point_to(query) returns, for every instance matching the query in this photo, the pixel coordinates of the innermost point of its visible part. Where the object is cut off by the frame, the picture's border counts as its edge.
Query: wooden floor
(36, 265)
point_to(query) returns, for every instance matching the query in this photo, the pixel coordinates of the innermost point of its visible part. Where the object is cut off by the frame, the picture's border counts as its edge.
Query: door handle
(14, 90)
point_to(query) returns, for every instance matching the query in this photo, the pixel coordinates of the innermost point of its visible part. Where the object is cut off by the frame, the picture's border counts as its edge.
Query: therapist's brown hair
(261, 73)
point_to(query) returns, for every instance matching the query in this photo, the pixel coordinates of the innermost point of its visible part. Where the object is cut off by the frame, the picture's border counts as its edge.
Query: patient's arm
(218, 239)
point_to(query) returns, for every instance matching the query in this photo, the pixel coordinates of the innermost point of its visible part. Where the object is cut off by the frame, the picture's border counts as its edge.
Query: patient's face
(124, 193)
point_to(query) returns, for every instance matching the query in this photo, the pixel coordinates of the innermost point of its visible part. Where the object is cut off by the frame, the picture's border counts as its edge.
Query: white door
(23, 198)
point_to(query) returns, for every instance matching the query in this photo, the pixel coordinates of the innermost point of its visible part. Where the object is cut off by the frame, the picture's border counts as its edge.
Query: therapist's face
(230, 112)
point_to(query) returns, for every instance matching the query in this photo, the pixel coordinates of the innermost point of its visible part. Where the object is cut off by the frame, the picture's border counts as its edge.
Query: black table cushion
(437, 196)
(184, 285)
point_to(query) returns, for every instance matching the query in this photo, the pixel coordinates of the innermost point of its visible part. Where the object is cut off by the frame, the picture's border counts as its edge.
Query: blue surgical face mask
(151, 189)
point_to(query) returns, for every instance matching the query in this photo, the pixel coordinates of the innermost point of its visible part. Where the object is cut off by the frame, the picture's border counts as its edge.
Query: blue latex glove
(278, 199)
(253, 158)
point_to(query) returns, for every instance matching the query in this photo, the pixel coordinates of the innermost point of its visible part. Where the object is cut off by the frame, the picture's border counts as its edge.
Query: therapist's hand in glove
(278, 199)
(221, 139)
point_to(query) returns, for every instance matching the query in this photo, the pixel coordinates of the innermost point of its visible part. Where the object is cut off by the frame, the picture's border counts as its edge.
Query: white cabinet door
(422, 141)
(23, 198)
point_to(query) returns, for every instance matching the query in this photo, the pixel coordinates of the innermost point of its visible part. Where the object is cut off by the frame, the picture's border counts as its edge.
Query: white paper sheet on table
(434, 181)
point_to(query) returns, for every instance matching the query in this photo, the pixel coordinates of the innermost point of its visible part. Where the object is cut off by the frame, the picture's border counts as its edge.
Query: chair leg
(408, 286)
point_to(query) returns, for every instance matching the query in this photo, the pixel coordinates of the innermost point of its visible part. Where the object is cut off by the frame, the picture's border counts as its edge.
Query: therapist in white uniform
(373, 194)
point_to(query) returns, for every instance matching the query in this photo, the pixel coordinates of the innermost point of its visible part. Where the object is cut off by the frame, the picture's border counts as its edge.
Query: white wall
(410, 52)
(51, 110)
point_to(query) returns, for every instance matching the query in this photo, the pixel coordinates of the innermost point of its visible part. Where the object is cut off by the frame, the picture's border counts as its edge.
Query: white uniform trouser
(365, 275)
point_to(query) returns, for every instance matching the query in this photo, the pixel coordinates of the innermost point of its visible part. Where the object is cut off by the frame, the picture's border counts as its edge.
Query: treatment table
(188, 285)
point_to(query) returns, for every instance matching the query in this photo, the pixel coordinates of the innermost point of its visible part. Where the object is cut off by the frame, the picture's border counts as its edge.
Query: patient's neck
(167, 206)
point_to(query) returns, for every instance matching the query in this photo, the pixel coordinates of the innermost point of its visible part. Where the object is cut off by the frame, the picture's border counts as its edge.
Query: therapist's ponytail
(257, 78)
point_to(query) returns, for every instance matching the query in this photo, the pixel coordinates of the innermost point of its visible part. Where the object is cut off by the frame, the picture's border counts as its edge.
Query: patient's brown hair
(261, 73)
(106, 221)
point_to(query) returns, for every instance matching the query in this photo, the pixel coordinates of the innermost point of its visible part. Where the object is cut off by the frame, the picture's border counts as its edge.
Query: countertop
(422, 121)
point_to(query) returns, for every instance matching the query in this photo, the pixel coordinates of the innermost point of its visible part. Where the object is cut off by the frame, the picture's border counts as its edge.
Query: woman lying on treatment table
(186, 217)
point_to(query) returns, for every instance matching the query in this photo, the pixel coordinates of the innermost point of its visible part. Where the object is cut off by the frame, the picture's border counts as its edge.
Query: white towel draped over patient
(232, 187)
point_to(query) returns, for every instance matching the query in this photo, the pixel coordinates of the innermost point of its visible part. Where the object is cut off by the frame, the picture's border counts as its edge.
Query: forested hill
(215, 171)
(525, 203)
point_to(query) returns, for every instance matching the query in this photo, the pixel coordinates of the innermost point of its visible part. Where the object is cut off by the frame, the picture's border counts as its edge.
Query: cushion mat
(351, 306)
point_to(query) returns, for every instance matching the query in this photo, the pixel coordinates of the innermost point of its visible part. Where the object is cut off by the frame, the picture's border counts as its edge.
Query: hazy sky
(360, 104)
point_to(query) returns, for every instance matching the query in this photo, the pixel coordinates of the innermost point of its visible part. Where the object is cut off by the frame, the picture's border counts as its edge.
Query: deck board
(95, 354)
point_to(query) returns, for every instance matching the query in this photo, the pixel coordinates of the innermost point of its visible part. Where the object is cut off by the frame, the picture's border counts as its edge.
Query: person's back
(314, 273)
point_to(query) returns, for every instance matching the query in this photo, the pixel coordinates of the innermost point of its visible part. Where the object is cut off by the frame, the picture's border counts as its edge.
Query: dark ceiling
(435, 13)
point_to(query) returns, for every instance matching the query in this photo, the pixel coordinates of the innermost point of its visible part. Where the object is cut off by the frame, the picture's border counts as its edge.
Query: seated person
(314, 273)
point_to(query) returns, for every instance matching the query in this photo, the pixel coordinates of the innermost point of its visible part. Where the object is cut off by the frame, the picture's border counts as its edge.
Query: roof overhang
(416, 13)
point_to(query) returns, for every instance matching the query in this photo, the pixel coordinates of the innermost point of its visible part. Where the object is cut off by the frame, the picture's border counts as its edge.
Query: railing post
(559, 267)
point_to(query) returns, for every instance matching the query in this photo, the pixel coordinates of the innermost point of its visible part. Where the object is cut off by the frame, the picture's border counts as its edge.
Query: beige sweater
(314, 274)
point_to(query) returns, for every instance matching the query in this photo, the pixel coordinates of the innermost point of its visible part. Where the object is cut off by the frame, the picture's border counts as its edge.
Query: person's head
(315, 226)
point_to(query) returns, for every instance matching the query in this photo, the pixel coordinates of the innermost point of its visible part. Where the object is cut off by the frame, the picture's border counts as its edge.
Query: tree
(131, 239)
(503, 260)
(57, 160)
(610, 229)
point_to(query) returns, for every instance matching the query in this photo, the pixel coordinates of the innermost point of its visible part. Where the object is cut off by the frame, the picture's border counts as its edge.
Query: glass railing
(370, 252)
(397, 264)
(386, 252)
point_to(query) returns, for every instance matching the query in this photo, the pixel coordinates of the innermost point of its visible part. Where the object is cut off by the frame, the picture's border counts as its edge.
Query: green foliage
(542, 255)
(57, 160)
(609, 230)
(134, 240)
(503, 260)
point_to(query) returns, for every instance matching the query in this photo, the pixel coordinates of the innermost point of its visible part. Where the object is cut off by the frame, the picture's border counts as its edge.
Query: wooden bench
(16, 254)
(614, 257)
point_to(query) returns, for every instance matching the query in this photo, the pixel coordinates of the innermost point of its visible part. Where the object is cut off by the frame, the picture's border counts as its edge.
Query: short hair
━━━━━━━━
TASK REQUIREMENTS: Transcribe every entry exactly, omitting nothing.

ANSWER SPACE:
point_to(query) returns, for every instance matching the query in this photo, the pixel coordinates of the innermost point of its visible part. Where the object is cut off by the frame, the picture's border counts as its edge.
Query: wooden floor
(36, 265)
point_to(query) returns, for every instance matching the query in this photo, the pixel coordinates of the innermost point of its visible part. Where the object is cut off by the frame, the picture's border counts as its edge.
Query: door handle
(14, 90)
point_to(query) returns, for every instance matching the query in this photo, the pixel coordinates of the innermost point of its visible part. Where the object is cut off by the frame, the picture's border counts as its edge.
Query: therapist's brown hair
(261, 73)
point_to(query) returns, for every instance matching the query in this photo, the pixel coordinates of the innermost point of its visible part. Where the object is cut off by the frame, the picture's border counts as its edge.
Query: patient's arm
(218, 239)
point_to(query) returns, for every instance matching the query in this photo, the pixel coordinates of the innermost point of its visible part. Where the object is cut off by the frame, the picture's border counts as its edge.
Query: patient's face
(124, 193)
point_to(query) returns, for every instance matching the query in this photo, the pixel coordinates of the innermost point of its visible part. Where the object is cut off by the frame, the picture's border counts as its edge.
Query: white door
(23, 198)
point_to(query) returns, for every instance matching the query in this photo, the pixel coordinates of the innermost point of its visible part. Where the object is cut off by the frame, the picture's border counts as its edge.
Query: therapist's face
(230, 112)
point_to(query) returns, for every instance matching the query in this photo, the pixel coordinates of the innermost point of its visible part. Where the object is cut off by the frame, the picture's border counts as its edge.
Query: black table cushion
(437, 196)
(184, 285)
point_to(query) returns, for every instance matching the query in this photo, the pixel coordinates of the innermost point of its visible part. Where the object is cut off by the frame, the picture's border counts as its edge.
Query: blue surgical face mask
(151, 189)
point_to(query) returns, for every instance matching the query in this photo, the pixel coordinates of the innermost point of its visible part. Where the object is cut off by the frame, the picture's border counts as its edge.
Query: blue latex glove
(278, 199)
(253, 158)
point_to(query) returns, for every instance matching the query in this photo, the pixel coordinates of the innermost point of its visible part. Where the object is cut off by the frame, the picture's border counts as its edge.
Query: therapist's hand in glove
(278, 199)
(221, 139)
point_to(query) returns, for every instance matching the query in this photo, the pixel coordinates of the innermost point of its visible part. Where the object is cut off by the frame, the picture's border counts as its edge.
Query: white cabinet door
(422, 141)
(23, 198)
point_to(query) returns, for every instance matching the query in this photo, the pixel coordinates of the innermost point of its visible part. Where the object is cut off by the frame, the picture's border counts as its edge.
Query: white paper sheet on table
(434, 181)
point_to(query) returns, for every instance matching the query in this photo, the pixel coordinates of the innermost point of its visible part. Where the object is cut off by the frame, the picture's border counts as its edge.
Query: chair leg
(408, 286)
point_to(query) returns, for every instance matching the query in this photo, the pixel coordinates of the innermost point of its visible part. Where the object is cut off by the frame, the picture's border counts as its edge.
Query: therapist in white uniform
(373, 194)
point_to(query) returns, for every instance matching the query in this photo, the pixel coordinates of the innermost point of its visible part. Where the object is cut off by the frame, the picture's border counts as its edge.
Query: white wall
(410, 52)
(51, 110)
point_to(query) returns, for every instance matching the query in this photo, the pixel coordinates of the innermost point of its visible part. Where the object is cut off by the frame, the picture's border counts as its edge.
Query: white uniform trouser
(365, 275)
point_to(query) returns, for every instance matching the query in this photo, the pixel coordinates of the innermost point of its visible part. Where the object is cut off by the frame, the picture's border counts as its edge.
Query: treatment table
(188, 285)
point_to(query) returns, for every instance matching the query in this photo, the pixel coordinates of the innermost point of its visible part. Where the object is cut off by the frame, the picture's border counts as its edge.
Query: patient's neck
(167, 206)
point_to(query) returns, for every instance matching the query in this photo, the pixel coordinates of the innermost point of its visible part. Where the object is cut off by the frame, the picture's border counts as its edge.
Query: therapist's ponytail
(257, 78)
point_to(query) returns, for every instance matching the query in this photo, the pixel coordinates of the innermost point of its visible part. Where the object is cut off by the frame, the picture's border counts as its edge.
Query: patient's brown hair
(261, 73)
(106, 221)
point_to(query) returns, for every instance matching the query in this photo, the pixel coordinates of the innermost point of its visible part. Where the object is cut off by the frame, the picture's border counts as its edge.
Query: countertop
(422, 121)
point_to(query) returns, for every instance matching the query in this photo, the pixel coordinates of the innermost point of its visible part. Where the object is cut off by the frame, the picture's border counts as its edge.
Query: woman lying on treatment table
(186, 217)
point_to(query) returns, for every instance matching the query in this photo, the pixel coordinates of the innermost point of its visible part. Where the object is cut off by the frame, the picture's border counts as its edge.
Query: white towel draped over patient
(232, 187)
point_to(query) returns, for every instance matching the query in this photo, the pixel coordinates of the innermost point of its visible part. Where the object is cut off by the frame, the picture's border counts as its edge.
Query: forested hill
(215, 171)
(525, 203)
point_to(query) returns, for every instance matching the query in this photo, the pixel coordinates of the innermost point of its visible part. Where the object is cut off by the frame, the picture's border counts as its edge.
Query: cushion mat
(351, 306)
point_to(query) returns, for every instance matching the query in this photo, the pixel coordinates of the innermost point of its visible part. Where the object is cut off by the frame, the picture's border counts as its edge.
Query: hazy sky
(360, 104)
point_to(query) returns, for every instance matching the query in this photo, the pixel coordinates of the innermost point of its visible part. Where the object is cut off by the frame, the picture's border counts as its edge.
Query: deck board
(95, 354)
point_to(query) returns, for every instance matching the query in this photo, the pixel coordinates of the innermost point of its visible part. Where the object is cut off by the frame, the picture's border counts as its edge.
Query: person's back
(314, 273)
point_to(query) returns, for every instance matching the query in this photo, the pixel coordinates of the innermost point of its visible part. Where the object is cut off by the frame, the picture's border counts as its edge.
Query: dark ceiling
(435, 13)
point_to(query) returns, for every instance matching the query in this photo, the pixel coordinates of the innermost point of its visible part. Where the object is cut off by the frame, the picture's border counts as its edge.
Query: seated person
(314, 273)
point_to(query) returns, for every instance matching the query in this photo, the pixel coordinates of the innermost point of its visible part. Where the object is cut off by the frame, the picture's border counts as its edge.
Query: roof overhang
(416, 13)
point_to(query) returns, for every instance matching the query in this photo, the pixel coordinates of the innermost point of its visible part. Where the object is cut off by the frame, the picture's border counts as its edge.
Query: railing post
(559, 267)
point_to(query) returns, for every instance matching the query in this photo, the pixel coordinates of the innermost point of its visible part. Where the object is cut off by the frame, the picture's border counts as its edge.
Query: beige sweater
(314, 274)
point_to(query) returns, for every instance matching the query in this photo, the pixel coordinates of the innermost point of its visible part. Where the object is cut off by the frame, the picture's border counts as its edge.
Query: person's head
(315, 226)
point_to(query) returns, for every instance matching the query in this photo, the pixel coordinates of the innermost point of its visible part. Where the object is cut off by the frame, the picture's border counts as its edge.
Query: tree
(131, 239)
(503, 260)
(57, 160)
(610, 229)
point_to(query) returns, for every instance matching the query in this photo, the pixel coordinates of the innermost point of its visible part. Where the object is cut off by the frame, the picture's border counts as its edge.
Query: glass railing
(370, 252)
(397, 264)
(386, 252)
point_to(query) returns, for every instance matching the query in this photo, the pixel coordinates of the innermost point of its visible part. Where the object is cut off by the frame, the picture's border counts as its edge.
Query: green foliage
(542, 255)
(57, 160)
(609, 230)
(134, 240)
(503, 260)
point_to(query) returns, for every instance matching the query in this photo, the pixel coordinates of the innermost point of its visible part. Where the object is cut off by the frame, the picture's border counts as its edge.
Query: wooden bench
(16, 254)
(614, 257)
point_to(query) returns, for every instance matching the query in this photo, the pixel coordinates of the innermost point of its visible part. Where the object is cut off by the frame, the picture's border counts as its edge.
Query: short hair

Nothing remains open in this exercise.